-- Page text follows --
"""Fetch ProtNLM2 predictions from the UniProt REST API and produce TSV files.

Replaces parse_protnlm_xml.py for reproducibility — anyone can re-fetch from the
live API without needing the pre-release XML.

Produces the same 3 TSV files as the XML parser:
  - entries.tsv: one row per entry (accession, protein name, name type, prediction counts)
  - predictions.tsv: one row per prediction (GO term, function comment, subcellular location)
  - evidence.tsv: one row per evidence block (model score, match provenance)

Usage:
    # Fetch all public entries (from FTP accession list) — ~45 min at 10 req/s
    python fetch_protnlm_api.py

    # Fetch specific accessions from a file (one per line)
    python fetch_protnlm_api.py --accessions accessions.txt

    # Convert existing JSONL to TSVs without fetching
    python fetch_protnlm_api.py --convert-only

    # Resume an interrupted fetch (skips accessions already in JSONL)
    python fetch_protnlm_api.py --resume
"""

from __future__ import annotations

import argparse
import csv
import json
import time
import urllib.error
import urllib.request
from pathlib import Path

API_BASE = "https://rest.uniprot.org/uniprotkb/protnlm"
FTP_ACCESSION_LIST = "https://ftp.ebi.ac.uk/pub/contrib/UniProt/ProtNLM2/List_of_UniProt_accessions_that_have_ProtNLM2_annotations.tsv"
REQUESTS_PER_SECOND = 10
MAX_RETRIES = 3


def fetch_accession_list() -> list[str]:
    """Download the FTP accession list (a TSV with Entry as the first column)."""
-- Page text concluded --
» Using the information:
1: In the ProtNLM2 fetch script, which command-line option turns existing JSONL into TSV files without fetching?
2: Resume the ProtNLM2 fetch script after its last line.
-- Source material follows --
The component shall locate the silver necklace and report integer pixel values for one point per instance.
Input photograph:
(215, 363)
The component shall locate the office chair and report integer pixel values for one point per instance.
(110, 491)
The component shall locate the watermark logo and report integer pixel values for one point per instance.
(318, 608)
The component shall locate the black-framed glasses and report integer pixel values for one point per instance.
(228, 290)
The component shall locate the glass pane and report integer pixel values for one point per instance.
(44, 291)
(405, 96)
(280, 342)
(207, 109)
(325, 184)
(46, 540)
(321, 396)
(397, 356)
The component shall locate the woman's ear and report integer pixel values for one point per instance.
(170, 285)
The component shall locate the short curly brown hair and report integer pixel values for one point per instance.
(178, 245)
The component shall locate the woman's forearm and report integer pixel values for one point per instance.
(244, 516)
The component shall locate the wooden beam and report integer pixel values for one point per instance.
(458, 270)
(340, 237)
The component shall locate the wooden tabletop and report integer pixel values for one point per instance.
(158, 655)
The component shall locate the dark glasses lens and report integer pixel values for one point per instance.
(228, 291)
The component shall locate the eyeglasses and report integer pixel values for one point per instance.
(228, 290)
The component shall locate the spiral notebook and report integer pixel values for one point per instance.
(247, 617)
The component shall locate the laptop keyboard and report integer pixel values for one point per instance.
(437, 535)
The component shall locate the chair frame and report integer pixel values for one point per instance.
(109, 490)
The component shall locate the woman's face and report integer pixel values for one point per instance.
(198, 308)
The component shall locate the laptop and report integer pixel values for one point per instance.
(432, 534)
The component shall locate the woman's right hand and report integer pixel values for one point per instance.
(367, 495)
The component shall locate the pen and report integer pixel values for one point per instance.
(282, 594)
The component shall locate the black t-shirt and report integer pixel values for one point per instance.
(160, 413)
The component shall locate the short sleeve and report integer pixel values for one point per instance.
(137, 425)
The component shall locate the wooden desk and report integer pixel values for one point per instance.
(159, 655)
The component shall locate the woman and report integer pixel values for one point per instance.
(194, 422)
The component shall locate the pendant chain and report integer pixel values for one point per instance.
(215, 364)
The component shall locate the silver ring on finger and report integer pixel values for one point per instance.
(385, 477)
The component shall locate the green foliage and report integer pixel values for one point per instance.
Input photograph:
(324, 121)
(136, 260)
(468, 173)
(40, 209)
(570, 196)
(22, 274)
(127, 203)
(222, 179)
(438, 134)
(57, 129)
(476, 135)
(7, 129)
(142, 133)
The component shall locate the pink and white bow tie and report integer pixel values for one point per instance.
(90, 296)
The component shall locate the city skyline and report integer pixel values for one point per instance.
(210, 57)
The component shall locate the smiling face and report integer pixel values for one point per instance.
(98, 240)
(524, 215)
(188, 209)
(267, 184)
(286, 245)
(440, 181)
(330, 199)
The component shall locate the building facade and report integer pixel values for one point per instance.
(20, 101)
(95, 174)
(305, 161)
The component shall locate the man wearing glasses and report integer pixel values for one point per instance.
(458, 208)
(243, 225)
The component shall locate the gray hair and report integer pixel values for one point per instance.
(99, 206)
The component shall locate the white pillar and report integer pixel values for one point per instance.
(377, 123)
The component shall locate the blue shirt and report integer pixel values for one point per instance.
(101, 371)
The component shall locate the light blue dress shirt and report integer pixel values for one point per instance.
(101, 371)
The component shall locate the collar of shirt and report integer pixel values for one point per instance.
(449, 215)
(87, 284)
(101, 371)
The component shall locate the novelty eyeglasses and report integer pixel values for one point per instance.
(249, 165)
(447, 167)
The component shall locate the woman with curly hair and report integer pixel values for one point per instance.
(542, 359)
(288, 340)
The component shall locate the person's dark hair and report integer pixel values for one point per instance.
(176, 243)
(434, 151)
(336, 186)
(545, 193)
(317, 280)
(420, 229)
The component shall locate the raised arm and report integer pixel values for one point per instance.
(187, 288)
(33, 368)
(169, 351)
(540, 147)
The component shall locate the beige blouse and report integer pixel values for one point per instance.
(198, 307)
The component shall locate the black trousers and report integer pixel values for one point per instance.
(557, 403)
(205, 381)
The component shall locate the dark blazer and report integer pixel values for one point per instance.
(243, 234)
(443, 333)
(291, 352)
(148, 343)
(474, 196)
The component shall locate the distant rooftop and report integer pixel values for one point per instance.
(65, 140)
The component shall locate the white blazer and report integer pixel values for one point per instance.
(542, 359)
-- Source material concluded --
» Answers to the problems:
1: The --convert-only option.

2:
    print(f"Downloading accession list from {FTP_ACCESSION_LIST}...")
    req = urllib.request.Request(FTP_ACCESSION_LIST)
    with urllib.request.urlopen(req, timeout=30) as resp:
        lines = resp.read().decode().strip().split("\n")
    # First line is header: "Entry\tEntry Name\tOrganism (ID)\t..."
    accessions = []
    for line in lines[1:]:
        parts = line.strip().split("\t")
        if parts and parts[0]:
            accessions.append(parts[0])
    print(f"  {len(accessions)} accessions")
    return accessions


def load_accession_file(path: str) -> list[str]:
    """Load accessions from a file — handles both plain lists and TSV (first column)."""
    accessions = []
    with open(path) as f:
        for i, line in enumerate(f):
            line = line.strip()
            if not line or line.startswith("#"):
                continue
            parts = line.split("\t")
            # Skip header line (heuristic: first field contains a space or is "Entry")
            if i == 0 and (parts[0] == "Entry" or " " in parts[0]):
                continue
            accessions.append(parts[0])
    return accessions


def fetch_one(accession: str) -> dict | None:
    url = f"{API_BASE}/{accession}"
    for attempt in range(MAX_RETRIES):
        req = urllib.request.Request(url)
        req.add_header("Accept", "application/json")
        try:
            with urllib.request.urlopen(req, timeout=30) as resp:
                return json.loads(resp.read())
        except urllib.error.HTTPError as e:
            if e.code == 404:
                return None
            if e.code == 429:
                wait = 2 ** (attempt + 1)
                print(f"  Rate limited on {accession}, waiting {wait}s...")
                time.sleep(wait)
                continue
            raise
        except (urllib.error.URLError, TimeoutError, ConnectionError, OSError):
            if attempt < MAX_RETRIES - 1:
                time.sleep(2 ** (attempt + 1))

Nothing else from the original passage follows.